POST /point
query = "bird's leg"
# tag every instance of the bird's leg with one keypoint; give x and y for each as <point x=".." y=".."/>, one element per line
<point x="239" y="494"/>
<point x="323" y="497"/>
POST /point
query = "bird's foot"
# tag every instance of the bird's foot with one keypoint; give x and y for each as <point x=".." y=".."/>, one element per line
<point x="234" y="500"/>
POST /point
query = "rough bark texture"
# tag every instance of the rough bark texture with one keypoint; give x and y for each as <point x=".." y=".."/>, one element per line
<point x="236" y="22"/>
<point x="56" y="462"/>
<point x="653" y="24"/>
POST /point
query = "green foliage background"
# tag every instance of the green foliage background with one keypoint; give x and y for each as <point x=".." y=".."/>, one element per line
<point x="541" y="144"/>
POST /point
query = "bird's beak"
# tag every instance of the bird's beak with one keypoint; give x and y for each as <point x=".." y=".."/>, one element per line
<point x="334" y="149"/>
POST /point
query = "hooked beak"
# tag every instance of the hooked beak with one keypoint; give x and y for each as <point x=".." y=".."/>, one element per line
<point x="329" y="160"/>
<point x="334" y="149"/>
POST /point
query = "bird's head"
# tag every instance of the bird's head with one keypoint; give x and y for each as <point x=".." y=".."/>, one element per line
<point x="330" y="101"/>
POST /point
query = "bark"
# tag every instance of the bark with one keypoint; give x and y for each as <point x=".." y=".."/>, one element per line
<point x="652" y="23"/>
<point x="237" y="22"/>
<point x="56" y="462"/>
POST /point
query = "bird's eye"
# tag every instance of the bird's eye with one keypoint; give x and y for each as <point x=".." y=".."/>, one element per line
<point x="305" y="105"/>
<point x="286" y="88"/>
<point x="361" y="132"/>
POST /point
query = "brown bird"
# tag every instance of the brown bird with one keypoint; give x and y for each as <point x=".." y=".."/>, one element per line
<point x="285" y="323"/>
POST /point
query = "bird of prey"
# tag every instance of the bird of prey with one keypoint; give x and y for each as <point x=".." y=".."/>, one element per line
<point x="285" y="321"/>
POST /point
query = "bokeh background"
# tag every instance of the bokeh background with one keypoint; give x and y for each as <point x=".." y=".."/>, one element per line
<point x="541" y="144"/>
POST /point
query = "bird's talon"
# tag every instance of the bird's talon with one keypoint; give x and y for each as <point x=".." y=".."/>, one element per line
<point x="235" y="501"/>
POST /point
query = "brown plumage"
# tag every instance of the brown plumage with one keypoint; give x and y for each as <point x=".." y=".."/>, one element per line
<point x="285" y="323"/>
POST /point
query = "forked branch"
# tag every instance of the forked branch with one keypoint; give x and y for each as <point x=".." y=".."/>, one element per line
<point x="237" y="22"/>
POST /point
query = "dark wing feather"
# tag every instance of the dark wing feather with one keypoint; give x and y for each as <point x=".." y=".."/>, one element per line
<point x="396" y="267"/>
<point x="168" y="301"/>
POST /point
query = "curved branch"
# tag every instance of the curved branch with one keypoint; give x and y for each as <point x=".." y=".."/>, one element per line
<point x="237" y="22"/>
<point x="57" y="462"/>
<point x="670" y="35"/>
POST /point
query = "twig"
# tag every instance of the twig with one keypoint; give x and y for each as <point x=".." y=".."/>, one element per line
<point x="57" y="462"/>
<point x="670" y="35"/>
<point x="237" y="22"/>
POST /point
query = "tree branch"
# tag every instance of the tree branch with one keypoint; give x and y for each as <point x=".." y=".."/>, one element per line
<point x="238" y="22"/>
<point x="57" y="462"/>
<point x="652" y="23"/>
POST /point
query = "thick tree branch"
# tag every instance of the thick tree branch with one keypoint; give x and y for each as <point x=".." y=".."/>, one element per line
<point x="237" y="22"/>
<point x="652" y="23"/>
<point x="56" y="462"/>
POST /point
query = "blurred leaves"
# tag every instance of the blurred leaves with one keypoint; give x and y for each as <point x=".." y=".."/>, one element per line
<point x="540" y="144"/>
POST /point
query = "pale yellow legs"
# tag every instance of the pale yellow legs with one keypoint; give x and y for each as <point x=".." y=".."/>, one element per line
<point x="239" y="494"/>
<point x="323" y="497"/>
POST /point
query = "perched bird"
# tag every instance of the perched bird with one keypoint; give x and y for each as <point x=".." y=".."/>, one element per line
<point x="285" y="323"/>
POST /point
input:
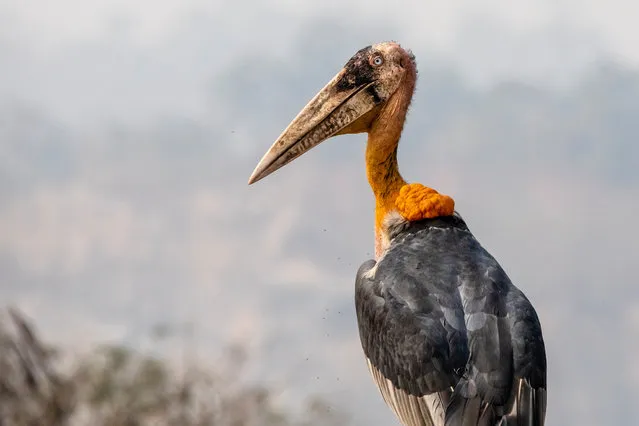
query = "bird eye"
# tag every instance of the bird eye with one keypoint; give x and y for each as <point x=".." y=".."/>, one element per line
<point x="377" y="60"/>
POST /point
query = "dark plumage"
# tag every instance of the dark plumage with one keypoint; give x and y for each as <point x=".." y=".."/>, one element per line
<point x="449" y="339"/>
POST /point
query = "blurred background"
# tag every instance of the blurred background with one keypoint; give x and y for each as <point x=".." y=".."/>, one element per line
<point x="132" y="249"/>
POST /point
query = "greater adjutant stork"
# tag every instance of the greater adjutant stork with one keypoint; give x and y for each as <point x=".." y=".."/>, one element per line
<point x="449" y="340"/>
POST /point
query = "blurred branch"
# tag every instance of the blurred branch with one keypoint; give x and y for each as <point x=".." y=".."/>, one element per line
<point x="115" y="386"/>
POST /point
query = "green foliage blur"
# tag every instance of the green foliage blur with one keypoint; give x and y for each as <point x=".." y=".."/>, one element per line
<point x="116" y="386"/>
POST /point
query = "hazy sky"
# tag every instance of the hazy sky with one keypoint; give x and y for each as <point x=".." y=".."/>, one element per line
<point x="128" y="130"/>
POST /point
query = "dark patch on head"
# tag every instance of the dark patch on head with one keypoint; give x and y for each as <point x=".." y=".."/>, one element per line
<point x="373" y="92"/>
<point x="358" y="71"/>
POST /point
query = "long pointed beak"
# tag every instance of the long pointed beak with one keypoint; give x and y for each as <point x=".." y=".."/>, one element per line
<point x="336" y="106"/>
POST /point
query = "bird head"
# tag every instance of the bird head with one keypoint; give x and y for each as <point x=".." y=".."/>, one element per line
<point x="349" y="103"/>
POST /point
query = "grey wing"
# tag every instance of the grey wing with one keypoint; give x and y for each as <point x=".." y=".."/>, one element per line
<point x="505" y="378"/>
<point x="415" y="347"/>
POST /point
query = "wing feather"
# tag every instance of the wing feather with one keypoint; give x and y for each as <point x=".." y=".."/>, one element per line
<point x="449" y="340"/>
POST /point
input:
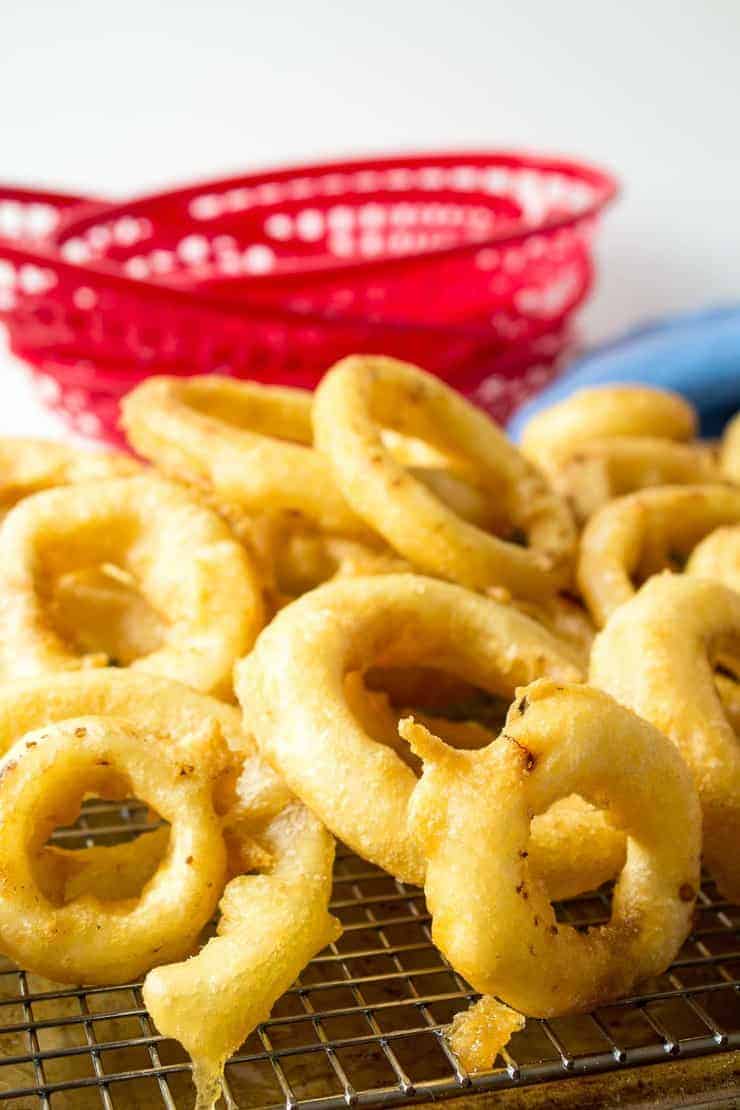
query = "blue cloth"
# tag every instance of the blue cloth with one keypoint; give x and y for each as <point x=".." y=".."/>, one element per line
<point x="697" y="354"/>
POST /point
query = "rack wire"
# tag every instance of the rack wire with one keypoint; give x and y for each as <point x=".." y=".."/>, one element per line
<point x="364" y="1025"/>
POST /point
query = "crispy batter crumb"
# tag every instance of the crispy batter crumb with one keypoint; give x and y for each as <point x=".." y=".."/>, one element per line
<point x="478" y="1033"/>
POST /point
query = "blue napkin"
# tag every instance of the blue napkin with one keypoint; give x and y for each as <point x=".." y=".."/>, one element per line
<point x="697" y="354"/>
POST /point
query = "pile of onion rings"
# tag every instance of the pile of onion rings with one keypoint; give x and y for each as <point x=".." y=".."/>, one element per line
<point x="403" y="605"/>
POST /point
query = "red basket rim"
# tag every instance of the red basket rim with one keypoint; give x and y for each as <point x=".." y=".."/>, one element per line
<point x="111" y="276"/>
<point x="602" y="180"/>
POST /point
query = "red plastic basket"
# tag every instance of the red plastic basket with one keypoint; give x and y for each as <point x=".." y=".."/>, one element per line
<point x="469" y="264"/>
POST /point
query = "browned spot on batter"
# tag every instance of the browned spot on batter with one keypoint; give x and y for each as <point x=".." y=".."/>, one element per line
<point x="529" y="759"/>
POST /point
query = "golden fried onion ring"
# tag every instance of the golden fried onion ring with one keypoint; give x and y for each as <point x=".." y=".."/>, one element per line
<point x="644" y="533"/>
<point x="100" y="609"/>
<point x="305" y="719"/>
<point x="27" y="466"/>
<point x="363" y="394"/>
<point x="605" y="412"/>
<point x="271" y="925"/>
<point x="597" y="471"/>
<point x="730" y="450"/>
<point x="42" y="780"/>
<point x="718" y="557"/>
<point x="656" y="655"/>
<point x="182" y="555"/>
<point x="490" y="910"/>
<point x="249" y="444"/>
<point x="259" y="824"/>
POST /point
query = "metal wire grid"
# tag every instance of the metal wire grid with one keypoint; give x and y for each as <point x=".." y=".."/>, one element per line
<point x="364" y="1023"/>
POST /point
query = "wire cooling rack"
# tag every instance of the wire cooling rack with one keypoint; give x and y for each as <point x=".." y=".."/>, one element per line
<point x="364" y="1022"/>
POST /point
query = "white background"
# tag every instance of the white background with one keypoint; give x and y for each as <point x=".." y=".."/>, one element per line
<point x="113" y="99"/>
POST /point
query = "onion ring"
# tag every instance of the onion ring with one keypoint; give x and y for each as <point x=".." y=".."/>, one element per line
<point x="361" y="395"/>
<point x="42" y="779"/>
<point x="99" y="609"/>
<point x="571" y="829"/>
<point x="597" y="471"/>
<point x="317" y="740"/>
<point x="260" y="818"/>
<point x="249" y="444"/>
<point x="656" y="655"/>
<point x="730" y="450"/>
<point x="718" y="557"/>
<point x="605" y="412"/>
<point x="107" y="871"/>
<point x="147" y="526"/>
<point x="490" y="911"/>
<point x="30" y="465"/>
<point x="644" y="533"/>
<point x="271" y="926"/>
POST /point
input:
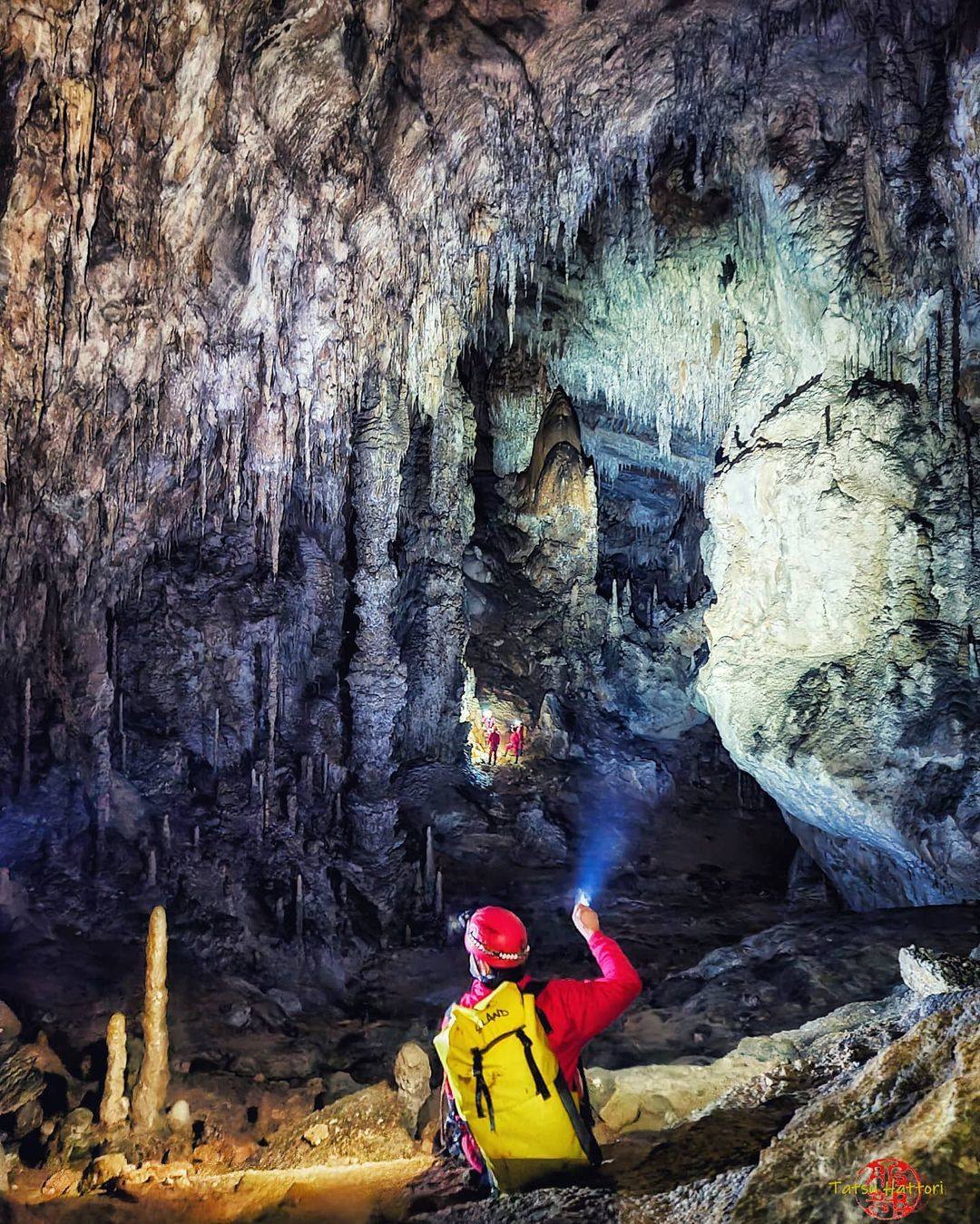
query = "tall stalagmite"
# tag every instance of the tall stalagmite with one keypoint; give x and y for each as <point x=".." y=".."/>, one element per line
<point x="150" y="1094"/>
<point x="115" y="1108"/>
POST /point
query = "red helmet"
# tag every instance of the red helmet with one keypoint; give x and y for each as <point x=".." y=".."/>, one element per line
<point x="497" y="936"/>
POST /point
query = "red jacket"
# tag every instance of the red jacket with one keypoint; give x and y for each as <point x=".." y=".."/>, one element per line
<point x="578" y="1011"/>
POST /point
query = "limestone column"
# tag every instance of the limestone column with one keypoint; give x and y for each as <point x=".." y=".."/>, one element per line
<point x="154" y="1075"/>
<point x="115" y="1108"/>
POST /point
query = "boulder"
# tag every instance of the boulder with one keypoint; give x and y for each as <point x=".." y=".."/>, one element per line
<point x="927" y="972"/>
<point x="358" y="1129"/>
<point x="104" y="1169"/>
<point x="917" y="1098"/>
<point x="414" y="1080"/>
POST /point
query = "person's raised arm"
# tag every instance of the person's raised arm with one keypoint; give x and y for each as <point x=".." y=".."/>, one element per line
<point x="593" y="1005"/>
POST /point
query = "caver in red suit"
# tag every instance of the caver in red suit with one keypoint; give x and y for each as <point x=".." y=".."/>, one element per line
<point x="575" y="1011"/>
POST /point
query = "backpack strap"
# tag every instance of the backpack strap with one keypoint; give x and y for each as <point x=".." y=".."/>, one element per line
<point x="541" y="1088"/>
<point x="534" y="988"/>
<point x="582" y="1116"/>
<point x="482" y="1091"/>
<point x="585" y="1104"/>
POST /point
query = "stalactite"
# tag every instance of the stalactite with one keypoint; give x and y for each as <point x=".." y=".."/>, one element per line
<point x="25" y="751"/>
<point x="272" y="712"/>
<point x="429" y="879"/>
<point x="300" y="908"/>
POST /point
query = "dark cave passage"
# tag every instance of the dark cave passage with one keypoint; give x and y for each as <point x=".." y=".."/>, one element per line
<point x="381" y="378"/>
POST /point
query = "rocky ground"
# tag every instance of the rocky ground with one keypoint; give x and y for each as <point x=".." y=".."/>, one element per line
<point x="758" y="1014"/>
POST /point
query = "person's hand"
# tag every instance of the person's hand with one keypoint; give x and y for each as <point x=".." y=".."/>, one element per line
<point x="586" y="921"/>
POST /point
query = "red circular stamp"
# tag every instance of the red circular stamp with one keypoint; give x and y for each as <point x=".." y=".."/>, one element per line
<point x="891" y="1189"/>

────────────────

## WHAT THE TASK REQUIRES
Which lines in the items above contain the word "crispy"? Pull out each one and copy it whole.

## OUTPUT FOR THIS TASK
query = "crispy batter crumb"
# tag every instance of the crispy batter crumb with one keypoint; give x and y for each as <point x=".." y=".."/>, one element per line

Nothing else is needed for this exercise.